== Material provided ==
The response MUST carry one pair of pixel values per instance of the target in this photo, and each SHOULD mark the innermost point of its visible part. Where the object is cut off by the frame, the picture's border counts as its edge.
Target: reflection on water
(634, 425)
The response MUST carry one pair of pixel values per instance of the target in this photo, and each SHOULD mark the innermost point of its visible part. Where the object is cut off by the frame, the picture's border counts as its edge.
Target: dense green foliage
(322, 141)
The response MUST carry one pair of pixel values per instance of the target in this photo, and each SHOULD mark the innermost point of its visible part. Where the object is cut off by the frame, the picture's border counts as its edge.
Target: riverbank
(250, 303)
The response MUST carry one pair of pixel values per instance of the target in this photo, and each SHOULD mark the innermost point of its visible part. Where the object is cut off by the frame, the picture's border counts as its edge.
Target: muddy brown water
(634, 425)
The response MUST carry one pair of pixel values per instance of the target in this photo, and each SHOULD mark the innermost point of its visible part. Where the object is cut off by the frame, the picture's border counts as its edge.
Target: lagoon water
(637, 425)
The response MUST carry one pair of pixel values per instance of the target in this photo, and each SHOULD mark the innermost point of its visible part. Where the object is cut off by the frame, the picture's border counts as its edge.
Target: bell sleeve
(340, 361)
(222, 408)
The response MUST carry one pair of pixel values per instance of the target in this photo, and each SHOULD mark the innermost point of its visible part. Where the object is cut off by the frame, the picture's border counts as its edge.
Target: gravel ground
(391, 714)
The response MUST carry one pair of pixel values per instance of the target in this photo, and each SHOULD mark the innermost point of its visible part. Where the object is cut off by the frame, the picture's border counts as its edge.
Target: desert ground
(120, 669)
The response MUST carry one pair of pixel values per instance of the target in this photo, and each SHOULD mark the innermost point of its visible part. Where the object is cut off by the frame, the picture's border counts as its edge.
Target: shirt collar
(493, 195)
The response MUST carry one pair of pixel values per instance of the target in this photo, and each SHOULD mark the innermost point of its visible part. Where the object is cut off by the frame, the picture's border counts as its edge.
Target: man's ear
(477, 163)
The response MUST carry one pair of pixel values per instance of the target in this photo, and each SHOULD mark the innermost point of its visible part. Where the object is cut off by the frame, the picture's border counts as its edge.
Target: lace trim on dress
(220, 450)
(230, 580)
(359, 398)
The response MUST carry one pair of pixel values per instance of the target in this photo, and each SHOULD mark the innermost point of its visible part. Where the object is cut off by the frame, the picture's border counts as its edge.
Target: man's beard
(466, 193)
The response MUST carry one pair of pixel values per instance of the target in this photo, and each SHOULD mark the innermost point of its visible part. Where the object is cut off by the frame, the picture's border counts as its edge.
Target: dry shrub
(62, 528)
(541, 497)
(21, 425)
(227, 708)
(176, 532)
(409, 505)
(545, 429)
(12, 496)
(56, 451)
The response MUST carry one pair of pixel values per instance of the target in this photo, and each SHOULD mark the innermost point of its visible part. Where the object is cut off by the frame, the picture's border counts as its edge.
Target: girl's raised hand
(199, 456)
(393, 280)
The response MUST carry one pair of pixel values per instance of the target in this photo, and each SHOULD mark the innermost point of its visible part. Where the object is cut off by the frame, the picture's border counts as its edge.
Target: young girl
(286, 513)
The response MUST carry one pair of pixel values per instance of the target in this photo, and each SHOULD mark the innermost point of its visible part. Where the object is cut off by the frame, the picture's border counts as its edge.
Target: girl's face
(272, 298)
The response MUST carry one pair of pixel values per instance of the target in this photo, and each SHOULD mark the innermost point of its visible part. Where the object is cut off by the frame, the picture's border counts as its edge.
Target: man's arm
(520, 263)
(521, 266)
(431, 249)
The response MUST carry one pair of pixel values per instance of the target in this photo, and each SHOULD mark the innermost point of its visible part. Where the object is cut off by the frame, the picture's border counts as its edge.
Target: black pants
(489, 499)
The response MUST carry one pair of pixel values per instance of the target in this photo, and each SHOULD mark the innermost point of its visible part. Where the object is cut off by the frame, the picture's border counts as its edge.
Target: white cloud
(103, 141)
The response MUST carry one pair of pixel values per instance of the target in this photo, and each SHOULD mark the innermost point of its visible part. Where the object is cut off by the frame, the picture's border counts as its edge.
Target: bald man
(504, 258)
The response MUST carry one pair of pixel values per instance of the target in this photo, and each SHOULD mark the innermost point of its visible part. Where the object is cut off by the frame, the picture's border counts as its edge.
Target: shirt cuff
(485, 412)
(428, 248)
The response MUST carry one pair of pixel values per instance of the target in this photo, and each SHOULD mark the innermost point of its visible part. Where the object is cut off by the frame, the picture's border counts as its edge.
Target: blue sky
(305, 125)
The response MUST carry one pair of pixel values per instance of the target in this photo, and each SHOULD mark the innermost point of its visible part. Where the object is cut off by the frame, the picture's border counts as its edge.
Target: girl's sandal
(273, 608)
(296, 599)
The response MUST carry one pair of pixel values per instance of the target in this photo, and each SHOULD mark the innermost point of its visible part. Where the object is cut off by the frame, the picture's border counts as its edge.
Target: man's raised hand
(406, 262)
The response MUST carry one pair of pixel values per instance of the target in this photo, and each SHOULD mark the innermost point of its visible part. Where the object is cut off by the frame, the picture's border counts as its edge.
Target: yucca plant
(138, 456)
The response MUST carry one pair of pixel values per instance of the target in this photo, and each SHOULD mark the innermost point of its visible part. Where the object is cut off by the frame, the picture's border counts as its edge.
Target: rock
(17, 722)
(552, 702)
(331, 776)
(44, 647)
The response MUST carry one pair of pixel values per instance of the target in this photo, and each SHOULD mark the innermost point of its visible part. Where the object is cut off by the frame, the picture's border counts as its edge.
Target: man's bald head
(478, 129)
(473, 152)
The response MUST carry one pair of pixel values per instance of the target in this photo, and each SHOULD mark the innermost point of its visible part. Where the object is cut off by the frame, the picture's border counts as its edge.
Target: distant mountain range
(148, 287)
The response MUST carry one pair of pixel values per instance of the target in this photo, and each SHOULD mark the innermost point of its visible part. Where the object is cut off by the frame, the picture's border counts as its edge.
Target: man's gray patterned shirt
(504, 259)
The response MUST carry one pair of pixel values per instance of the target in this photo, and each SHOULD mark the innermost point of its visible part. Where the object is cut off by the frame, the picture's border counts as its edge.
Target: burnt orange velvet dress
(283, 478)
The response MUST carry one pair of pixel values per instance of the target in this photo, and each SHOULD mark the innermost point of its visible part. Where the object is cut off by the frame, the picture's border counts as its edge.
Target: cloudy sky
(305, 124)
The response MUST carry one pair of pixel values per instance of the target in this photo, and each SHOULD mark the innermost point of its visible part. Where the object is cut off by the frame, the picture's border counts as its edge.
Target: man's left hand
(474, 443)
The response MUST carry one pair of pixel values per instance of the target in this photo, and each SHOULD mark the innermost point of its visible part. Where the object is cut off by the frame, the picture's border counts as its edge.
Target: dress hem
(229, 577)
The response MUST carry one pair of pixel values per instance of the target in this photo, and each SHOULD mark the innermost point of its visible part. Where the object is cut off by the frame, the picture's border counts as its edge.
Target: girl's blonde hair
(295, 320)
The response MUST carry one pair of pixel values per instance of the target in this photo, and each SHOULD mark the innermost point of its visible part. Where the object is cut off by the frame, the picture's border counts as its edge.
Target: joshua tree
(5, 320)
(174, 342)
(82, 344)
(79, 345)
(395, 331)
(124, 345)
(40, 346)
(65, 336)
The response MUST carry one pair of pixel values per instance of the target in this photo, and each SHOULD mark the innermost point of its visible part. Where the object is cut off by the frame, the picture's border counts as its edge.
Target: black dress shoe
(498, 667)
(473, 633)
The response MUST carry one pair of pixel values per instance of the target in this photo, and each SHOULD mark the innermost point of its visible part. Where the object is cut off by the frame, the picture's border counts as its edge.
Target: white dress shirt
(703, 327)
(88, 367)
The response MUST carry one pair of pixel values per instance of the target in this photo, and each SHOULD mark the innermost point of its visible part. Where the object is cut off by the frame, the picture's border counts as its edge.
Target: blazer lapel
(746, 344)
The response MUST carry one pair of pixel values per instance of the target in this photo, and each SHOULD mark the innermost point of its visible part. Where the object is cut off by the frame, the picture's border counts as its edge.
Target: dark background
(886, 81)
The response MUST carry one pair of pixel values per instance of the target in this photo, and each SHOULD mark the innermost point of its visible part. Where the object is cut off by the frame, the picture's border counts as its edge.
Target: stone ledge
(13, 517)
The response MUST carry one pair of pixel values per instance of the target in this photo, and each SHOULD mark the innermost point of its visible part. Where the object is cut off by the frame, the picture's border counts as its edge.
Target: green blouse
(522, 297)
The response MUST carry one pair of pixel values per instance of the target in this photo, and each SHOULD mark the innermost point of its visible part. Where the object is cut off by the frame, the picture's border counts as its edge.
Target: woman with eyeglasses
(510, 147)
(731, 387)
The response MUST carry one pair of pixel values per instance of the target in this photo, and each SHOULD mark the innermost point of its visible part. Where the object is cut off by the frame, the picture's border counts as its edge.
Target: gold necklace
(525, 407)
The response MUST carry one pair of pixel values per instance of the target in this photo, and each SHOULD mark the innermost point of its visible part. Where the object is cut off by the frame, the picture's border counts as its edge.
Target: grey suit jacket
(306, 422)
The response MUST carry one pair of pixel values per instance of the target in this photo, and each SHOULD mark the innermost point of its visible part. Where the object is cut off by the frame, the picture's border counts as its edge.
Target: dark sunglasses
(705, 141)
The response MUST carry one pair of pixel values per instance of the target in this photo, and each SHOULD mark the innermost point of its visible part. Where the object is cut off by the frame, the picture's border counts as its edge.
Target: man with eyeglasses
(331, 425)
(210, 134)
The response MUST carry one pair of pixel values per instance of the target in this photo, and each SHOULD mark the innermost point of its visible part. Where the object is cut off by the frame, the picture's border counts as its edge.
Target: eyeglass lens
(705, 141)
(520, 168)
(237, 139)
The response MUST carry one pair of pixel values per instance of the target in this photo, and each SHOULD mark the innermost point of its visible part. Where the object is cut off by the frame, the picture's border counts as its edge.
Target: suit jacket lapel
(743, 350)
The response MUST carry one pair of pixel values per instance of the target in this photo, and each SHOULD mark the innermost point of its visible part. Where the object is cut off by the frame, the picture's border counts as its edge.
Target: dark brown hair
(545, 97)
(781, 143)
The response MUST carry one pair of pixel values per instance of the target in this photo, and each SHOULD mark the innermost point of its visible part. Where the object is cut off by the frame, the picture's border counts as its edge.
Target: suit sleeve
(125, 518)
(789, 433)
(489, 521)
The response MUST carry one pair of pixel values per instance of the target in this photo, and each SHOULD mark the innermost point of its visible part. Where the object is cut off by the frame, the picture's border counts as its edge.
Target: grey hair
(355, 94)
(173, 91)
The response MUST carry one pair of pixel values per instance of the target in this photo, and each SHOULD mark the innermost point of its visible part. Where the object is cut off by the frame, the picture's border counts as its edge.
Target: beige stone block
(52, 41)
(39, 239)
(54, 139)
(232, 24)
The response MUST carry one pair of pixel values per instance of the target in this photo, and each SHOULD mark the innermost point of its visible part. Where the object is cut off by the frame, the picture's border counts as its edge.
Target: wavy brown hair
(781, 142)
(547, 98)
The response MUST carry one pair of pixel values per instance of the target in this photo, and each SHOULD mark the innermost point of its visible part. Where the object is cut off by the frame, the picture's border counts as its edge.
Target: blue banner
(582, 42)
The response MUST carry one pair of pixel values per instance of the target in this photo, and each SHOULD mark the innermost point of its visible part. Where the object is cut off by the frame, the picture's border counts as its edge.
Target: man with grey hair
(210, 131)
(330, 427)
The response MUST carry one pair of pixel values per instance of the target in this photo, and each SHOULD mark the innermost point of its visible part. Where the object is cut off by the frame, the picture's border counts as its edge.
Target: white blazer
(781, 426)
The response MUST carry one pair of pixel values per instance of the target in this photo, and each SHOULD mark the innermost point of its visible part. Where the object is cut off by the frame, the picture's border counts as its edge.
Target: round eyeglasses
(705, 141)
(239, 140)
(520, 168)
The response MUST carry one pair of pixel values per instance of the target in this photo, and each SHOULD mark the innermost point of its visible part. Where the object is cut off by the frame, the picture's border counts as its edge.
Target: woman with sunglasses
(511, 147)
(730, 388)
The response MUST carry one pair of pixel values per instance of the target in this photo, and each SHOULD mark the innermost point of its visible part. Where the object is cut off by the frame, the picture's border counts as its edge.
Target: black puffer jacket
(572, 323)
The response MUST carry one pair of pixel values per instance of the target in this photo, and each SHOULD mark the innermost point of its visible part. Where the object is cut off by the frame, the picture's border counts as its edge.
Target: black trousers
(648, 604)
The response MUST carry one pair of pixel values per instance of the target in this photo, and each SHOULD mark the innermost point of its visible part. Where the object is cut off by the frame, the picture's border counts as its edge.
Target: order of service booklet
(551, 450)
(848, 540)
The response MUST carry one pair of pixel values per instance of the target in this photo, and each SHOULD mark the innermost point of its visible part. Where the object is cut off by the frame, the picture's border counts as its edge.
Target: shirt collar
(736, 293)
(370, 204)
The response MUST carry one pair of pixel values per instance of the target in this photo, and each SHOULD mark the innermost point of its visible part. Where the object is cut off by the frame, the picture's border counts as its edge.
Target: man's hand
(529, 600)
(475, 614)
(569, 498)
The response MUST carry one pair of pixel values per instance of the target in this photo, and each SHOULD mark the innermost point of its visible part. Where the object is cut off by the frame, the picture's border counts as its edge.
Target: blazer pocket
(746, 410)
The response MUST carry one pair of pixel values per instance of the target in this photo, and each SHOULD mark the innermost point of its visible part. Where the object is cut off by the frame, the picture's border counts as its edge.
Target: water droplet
===
◆ **Goal**
From the listing above, pick out each line that contains the string "shirt" and copy it in full.

◆ **Solution for this exercise**
Target: shirt collar
Target: shirt cuff
Target: man's gray patterned shirt
Target: white dress shirt
Target: shirt collar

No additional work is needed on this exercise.